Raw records

>> Start

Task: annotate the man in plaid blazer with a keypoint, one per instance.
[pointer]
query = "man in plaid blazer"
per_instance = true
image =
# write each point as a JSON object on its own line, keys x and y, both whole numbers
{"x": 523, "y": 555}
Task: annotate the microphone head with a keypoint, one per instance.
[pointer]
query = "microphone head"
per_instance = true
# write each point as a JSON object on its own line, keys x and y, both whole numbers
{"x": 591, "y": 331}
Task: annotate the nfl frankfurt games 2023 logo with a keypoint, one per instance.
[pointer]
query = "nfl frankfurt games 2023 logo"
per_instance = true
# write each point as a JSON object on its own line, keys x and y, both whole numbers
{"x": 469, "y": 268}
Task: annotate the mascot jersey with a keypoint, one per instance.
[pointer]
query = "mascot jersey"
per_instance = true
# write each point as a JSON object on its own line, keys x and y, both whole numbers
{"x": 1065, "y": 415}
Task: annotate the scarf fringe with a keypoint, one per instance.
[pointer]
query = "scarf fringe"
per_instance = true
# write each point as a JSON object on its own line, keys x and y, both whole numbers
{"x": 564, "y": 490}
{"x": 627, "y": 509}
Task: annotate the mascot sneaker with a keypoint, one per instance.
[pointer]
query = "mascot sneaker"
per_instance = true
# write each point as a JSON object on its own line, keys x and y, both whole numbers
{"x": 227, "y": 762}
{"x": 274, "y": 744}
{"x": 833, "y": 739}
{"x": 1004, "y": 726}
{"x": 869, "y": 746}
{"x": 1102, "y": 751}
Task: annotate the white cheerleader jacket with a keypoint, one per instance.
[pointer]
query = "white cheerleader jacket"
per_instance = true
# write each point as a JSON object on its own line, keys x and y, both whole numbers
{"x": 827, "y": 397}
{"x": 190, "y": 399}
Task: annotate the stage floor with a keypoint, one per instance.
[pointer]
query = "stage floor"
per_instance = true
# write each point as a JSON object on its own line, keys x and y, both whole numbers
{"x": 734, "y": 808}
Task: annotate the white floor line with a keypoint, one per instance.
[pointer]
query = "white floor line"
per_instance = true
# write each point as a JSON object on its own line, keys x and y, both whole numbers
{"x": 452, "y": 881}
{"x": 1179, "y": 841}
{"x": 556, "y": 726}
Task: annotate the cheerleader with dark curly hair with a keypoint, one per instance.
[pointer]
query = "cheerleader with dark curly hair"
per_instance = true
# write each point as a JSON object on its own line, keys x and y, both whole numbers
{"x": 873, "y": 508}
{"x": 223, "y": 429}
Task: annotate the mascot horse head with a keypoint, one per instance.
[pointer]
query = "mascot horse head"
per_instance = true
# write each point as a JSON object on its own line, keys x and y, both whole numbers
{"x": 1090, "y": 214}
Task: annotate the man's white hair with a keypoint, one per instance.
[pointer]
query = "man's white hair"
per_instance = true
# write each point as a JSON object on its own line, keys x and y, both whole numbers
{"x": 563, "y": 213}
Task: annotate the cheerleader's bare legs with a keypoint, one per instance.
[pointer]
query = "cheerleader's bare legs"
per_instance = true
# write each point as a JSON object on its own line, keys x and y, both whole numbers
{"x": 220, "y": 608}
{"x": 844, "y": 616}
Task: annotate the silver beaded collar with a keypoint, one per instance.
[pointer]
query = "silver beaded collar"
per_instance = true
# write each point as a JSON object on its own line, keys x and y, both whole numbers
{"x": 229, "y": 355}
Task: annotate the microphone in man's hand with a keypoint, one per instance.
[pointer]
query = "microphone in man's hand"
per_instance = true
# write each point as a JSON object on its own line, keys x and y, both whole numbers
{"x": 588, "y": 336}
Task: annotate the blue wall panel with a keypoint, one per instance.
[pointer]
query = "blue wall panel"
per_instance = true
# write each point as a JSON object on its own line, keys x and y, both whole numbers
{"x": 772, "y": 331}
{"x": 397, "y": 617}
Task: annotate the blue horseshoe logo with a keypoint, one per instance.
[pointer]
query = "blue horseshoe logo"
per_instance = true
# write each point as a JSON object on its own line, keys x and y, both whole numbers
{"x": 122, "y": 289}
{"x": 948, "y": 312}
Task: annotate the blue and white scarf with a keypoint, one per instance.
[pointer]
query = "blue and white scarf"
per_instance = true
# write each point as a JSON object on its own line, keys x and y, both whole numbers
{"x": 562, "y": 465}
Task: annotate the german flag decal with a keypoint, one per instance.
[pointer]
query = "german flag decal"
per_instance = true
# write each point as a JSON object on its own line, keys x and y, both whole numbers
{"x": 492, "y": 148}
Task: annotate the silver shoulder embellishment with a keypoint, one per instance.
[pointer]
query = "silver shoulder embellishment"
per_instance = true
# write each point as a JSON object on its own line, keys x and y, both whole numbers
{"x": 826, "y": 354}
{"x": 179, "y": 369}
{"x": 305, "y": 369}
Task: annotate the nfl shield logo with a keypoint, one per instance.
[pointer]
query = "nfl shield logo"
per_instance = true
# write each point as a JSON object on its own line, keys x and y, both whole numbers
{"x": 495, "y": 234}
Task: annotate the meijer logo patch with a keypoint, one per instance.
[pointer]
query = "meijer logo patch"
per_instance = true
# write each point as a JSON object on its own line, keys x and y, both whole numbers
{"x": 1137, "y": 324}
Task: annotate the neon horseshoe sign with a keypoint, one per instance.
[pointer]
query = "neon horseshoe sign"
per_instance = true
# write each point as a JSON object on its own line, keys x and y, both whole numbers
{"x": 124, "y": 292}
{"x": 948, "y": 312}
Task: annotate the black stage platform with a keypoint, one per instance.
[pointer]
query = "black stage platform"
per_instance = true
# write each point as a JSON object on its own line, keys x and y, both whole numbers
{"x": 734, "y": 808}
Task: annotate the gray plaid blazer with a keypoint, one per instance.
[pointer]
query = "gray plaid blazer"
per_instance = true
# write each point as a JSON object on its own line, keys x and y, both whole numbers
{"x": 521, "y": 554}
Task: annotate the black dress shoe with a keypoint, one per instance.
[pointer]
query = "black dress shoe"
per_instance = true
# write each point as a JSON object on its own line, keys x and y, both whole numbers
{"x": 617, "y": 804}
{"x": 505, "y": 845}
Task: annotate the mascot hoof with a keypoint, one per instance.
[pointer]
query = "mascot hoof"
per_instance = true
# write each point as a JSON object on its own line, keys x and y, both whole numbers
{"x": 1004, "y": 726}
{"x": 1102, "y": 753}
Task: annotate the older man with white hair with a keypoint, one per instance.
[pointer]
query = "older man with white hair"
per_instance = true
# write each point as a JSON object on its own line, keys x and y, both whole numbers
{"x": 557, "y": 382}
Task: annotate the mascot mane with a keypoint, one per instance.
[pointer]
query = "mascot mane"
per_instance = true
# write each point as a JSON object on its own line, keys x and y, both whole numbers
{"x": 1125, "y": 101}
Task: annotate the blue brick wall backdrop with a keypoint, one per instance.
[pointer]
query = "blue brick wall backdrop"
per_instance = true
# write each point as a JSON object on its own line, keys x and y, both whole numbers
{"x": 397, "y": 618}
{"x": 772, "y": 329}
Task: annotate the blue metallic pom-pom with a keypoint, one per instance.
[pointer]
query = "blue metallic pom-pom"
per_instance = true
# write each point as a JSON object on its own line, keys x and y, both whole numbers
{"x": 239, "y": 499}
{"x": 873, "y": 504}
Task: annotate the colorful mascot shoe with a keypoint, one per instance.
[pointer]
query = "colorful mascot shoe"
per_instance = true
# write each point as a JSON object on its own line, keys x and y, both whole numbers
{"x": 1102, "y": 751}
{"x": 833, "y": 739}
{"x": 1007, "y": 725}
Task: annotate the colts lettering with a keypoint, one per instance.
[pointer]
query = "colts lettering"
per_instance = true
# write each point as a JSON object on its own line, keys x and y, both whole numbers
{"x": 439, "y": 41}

>> End

● STATED TASK
Transcribe the whole listing with nothing added or left out.

● ANSWER
Task: annotate the man in plaid blazer with a keypoint, one per instance.
[pointer]
query = "man in plaid blazer"
per_instance = true
image =
# write each point as a JSON object on its own line, keys x and y, both whole numbers
{"x": 523, "y": 555}
Task: annotate the microphone head with a keypoint, one per instance.
[pointer]
query = "microphone head"
per_instance = true
# write each point as a JSON object on its own line, keys x and y, both whole numbers
{"x": 591, "y": 331}
Task: annotate the nfl frankfurt games 2023 logo with a keypoint, one per instance.
[pointer]
query = "nfl frankfurt games 2023 logo"
per_instance = true
# write each point as a JSON object on its own line, keys x and y, both whole numbers
{"x": 469, "y": 268}
Task: annotate the mascot jersey with a keypoint, one per instance.
[pointer]
query = "mascot jersey"
per_instance = true
# write each point as a JSON object on its own line, keys x and y, both whole numbers
{"x": 1065, "y": 415}
Task: annotate the scarf fringe with a keypoint, one per instance.
[pointer]
query = "scarf fringe"
per_instance = true
# write each point as a JSON object on its own line, keys x and y, both whole numbers
{"x": 564, "y": 490}
{"x": 627, "y": 509}
Task: annotate the mascot sneaker with a keypoint, one per instance.
[pointer]
query = "mascot sneaker"
per_instance = true
# write each point as a JSON object on its own line, keys x and y, both whole numbers
{"x": 227, "y": 762}
{"x": 274, "y": 744}
{"x": 833, "y": 739}
{"x": 1004, "y": 726}
{"x": 869, "y": 746}
{"x": 1102, "y": 751}
Task: annotate the white cheerleader jacket with a keypoint, one per instance.
[pointer]
query = "white cheerleader jacket"
per_instance = true
# write each point as a JSON object on its own line, keys x and y, both whole numbers
{"x": 827, "y": 397}
{"x": 190, "y": 399}
Task: annotate the stage floor with a keypoint, one per instance.
[pointer]
query = "stage floor"
per_instance = true
# write each point as a JSON object on its own line, keys x and y, both whole numbers
{"x": 734, "y": 808}
Task: annotate the white floor line with a keypoint, one per instance.
[pointer]
query = "white floor line"
per_instance = true
# write each point as a JSON object on its own line, keys x and y, both whole numbers
{"x": 452, "y": 881}
{"x": 1179, "y": 841}
{"x": 556, "y": 726}
Task: annotate the cheerleader with dark curly hair with a keypoint, one per instance.
[pointer]
query = "cheerleader with dark curly hair"
per_instance = true
# write each point as a JSON object on its own line, keys x and y, both whole numbers
{"x": 873, "y": 508}
{"x": 223, "y": 429}
Task: annotate the mascot horse head with a keypoint, one per instance.
[pointer]
query = "mascot horse head"
per_instance = true
# write each point as a JSON object on its own line, keys x and y, both whole numbers
{"x": 1090, "y": 214}
Task: annotate the man's white hair with a keypoint, one per instance.
[pointer]
query = "man's white hair"
per_instance = true
# write each point as a JSON object on its own line, keys x and y, both whole numbers
{"x": 563, "y": 213}
Task: annotate the cheerleader's bare legs with a keypoint, one per instance.
[pointer]
query = "cheerleader's bare legs"
per_instance = true
# write each point as a JSON object on its own line, keys x and y, both whole numbers
{"x": 220, "y": 608}
{"x": 844, "y": 616}
Task: annotate the silver beaded collar with a keypoint, one per instance.
[pointer]
query = "silver beaded collar"
per_instance = true
# write each point as a JSON object on its own line, keys x and y, both whole numbers
{"x": 229, "y": 355}
Task: annotate the microphone in man's hand with a keypoint, one per instance.
[pointer]
query = "microphone in man's hand"
per_instance = true
# write each point as a JSON object on its own line, keys x and y, both whole numbers
{"x": 588, "y": 336}
Task: annotate the blue wall panel with a keypoint, one per instance.
[pointer]
query = "blue wall panel"
per_instance = true
# write each point as a JSON object on its own line, keys x and y, both whole numbers
{"x": 772, "y": 331}
{"x": 397, "y": 617}
Task: annotate the blue horseshoe logo with a keypoint, one per instance.
[pointer]
query = "blue horseshoe logo"
per_instance = true
# write each point as a JSON object on its own line, keys x and y, both whole numbers
{"x": 122, "y": 289}
{"x": 948, "y": 312}
Task: annotate the blue and white scarf with a keypoint, one per instance.
[pointer]
query = "blue and white scarf"
per_instance = true
# write each point as a JSON object on its own line, keys x and y, both whole numbers
{"x": 562, "y": 465}
Task: annotate the german flag decal with a keypoint, one per instance.
[pointer]
query = "german flag decal"
per_instance = true
# write each point as a JSON object on its own line, keys x and y, both whole numbers
{"x": 492, "y": 148}
Task: annotate the silver shoulder embellishment with a keypoint, one per instance.
[pointer]
query = "silver shoulder embellishment"
per_instance = true
# write each point as a JSON object on its own line, keys x and y, both whole numbers
{"x": 826, "y": 354}
{"x": 179, "y": 369}
{"x": 305, "y": 369}
Task: annotate the nfl shield logo with a keypoint, one per instance.
[pointer]
query = "nfl shield logo"
per_instance = true
# write each point as a JSON object on its own line, keys x and y, both whole numbers
{"x": 495, "y": 234}
Task: annotate the meijer logo patch with a keypoint, one per instance.
[pointer]
query = "meijer logo patch"
per_instance = true
# write each point as a JSON object on its own line, keys x and y, both whole numbers
{"x": 1137, "y": 324}
Task: annotate the neon horseshoe sign with a keypoint, one per instance.
[pointer]
query = "neon horseshoe sign"
per_instance = true
# write each point as a JSON object on its own line, keys x and y, both whole numbers
{"x": 124, "y": 292}
{"x": 948, "y": 312}
Task: annotate the black stage platform with a keypoint, one per instance.
[pointer]
query = "black stage platform"
per_instance = true
# write each point as a JSON object on its own line, keys x and y, both whole numbers
{"x": 734, "y": 808}
Task: annotate the gray plaid blazer with a keypoint, one per instance.
[pointer]
query = "gray plaid blazer"
per_instance = true
# write each point as a JSON object on its own line, keys x and y, both whole numbers
{"x": 521, "y": 554}
Task: annotate the black dress shoe with a keypoint, one per instance.
[pointer]
query = "black dress shoe"
per_instance = true
# write each point as a JSON object on its own line, keys x and y, both whole numbers
{"x": 617, "y": 804}
{"x": 505, "y": 845}
Task: annotate the mascot hoof with a keypoint, one per instance.
[pointer]
query = "mascot hoof"
per_instance = true
# write each point as a JSON object on its own line, keys x and y, both whole numbers
{"x": 1004, "y": 726}
{"x": 1102, "y": 753}
Task: annotate the older man with white hair with a keypoint, one per instance.
[pointer]
query = "older man with white hair"
per_instance = true
# write each point as a JSON object on its own line, keys x and y, both whole numbers
{"x": 557, "y": 382}
Task: annotate the mascot mane with a keypoint, one per instance.
[pointer]
query = "mascot mane"
per_instance = true
# write each point as a JSON object on its own line, keys x and y, both whole numbers
{"x": 1125, "y": 101}
Task: annotate the blue brick wall backdrop with a keypoint, one per instance.
[pointer]
query = "blue brick wall backdrop"
per_instance = true
# write each point as a JSON object on its own line, keys x and y, both whole numbers
{"x": 397, "y": 618}
{"x": 772, "y": 329}
Task: annotate the blue metallic pom-pom with a keypoint, one per instance.
[pointer]
query = "blue metallic pom-pom"
per_instance = true
# write each point as a JSON object on its own line, keys x and y, both whole numbers
{"x": 239, "y": 499}
{"x": 873, "y": 504}
Task: annotate the colorful mascot shoe with a keypoint, one per instance.
[pointer]
query = "colorful mascot shoe"
per_instance = true
# write each point as a JSON object on its own line, keys x and y, both whole numbers
{"x": 1102, "y": 751}
{"x": 833, "y": 739}
{"x": 1007, "y": 725}
Task: annotate the colts lettering with a keypoint, one per instance.
[pointer]
query = "colts lettering"
per_instance = true
# write each point as a JSON object on its own line, keys x and y, both whole numbers
{"x": 439, "y": 41}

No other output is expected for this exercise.